* TRECHO SELECIONADO:
·····
Tóquio, Japão, 5/8/2011 – Matashichi Oishi, vítima da radiação emanada de um teste nuclear realizado pelos Estados Unidos no atol de Bikini, em 1954, visitará Hiroshima amanhã, em recordação à bomba atômica que explodiu há 66 anos nessa cidade japonesa. O ex-marinheiro de 78 anos, que sofre de câncer no pulmão pela exposição a altos níveis da radiação emitida pela explosão de uma bomba de hidrogênio, disse que este ano sua mensagem em Hiroshima excederá o usual pedido para erradicar as armas nucleares.
“Após o desastroso acidente na usina nuclear de Fukushima, mencionarei a necessidade de o Japão proibir as armas atômicas, mas que também ponha fim à sua dependência da energia nuclear”, disse Oishi à IPS. Este argumento ganhou força após o terremoto e posterior tsunami que atingiu a região de Fukushima e a costa nordeste do Japão, em 11 de março, afetando seriamente a central ali localizada.
·····
* DADOS REGISTRADOS:
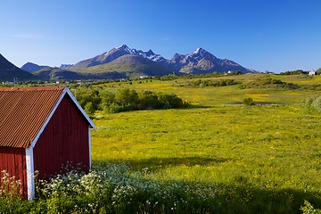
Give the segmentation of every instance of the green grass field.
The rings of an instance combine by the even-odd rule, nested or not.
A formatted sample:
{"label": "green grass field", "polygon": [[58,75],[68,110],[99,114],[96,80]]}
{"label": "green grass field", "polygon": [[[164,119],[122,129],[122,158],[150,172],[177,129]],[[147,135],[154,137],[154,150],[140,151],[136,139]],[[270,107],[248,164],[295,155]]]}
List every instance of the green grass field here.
·····
* INSTRUÇÃO DADA:
Dê continuidade à reportagem sobre Matashichi Oishi e o acidente de Fukushima a partir da última frase apresentada.

* RESULTADO DO EXERCÍCIO:
Hiroshima foi a primeira cidade do mundo a sofrer os efeitos de uma bomba atômica, lançada pelos Estados Unidos em 6 de agosto de 1945, matando quase toda a população. O aniversário do bombardeio sobre Hiroshima e Nagasaki, devastada da mesma maneira três dias depois, se converteu em um forte símbolo da paz mundial. As duas cidades encabeçam o movimento de desarmamento nuclear.
Como Oishi, milhares de ativistas pela paz, funcionários e dirigentes políticos que se reunirão em Hiroshima para expressar seu compromisso com um mundo sem armas nucleares, também pedirão a proibição da energia nuclear. Um comunicado entregue à imprensa pelo prefeito dessa cidade, Kazumi Matsui, e seu colega de Nagasaki, Tomihisa Taue, deixaram clara a agenda.
Rascunhos dos discursos publicados pela imprensa mencionam a catástrofe que sofre a população de Fukushima, e pedem ao governo que promova fontes de energia renováveis. “O governo central deve assumir a responsabilidade de atender a questão da geração de energia nuclear”, afirmou Matsui.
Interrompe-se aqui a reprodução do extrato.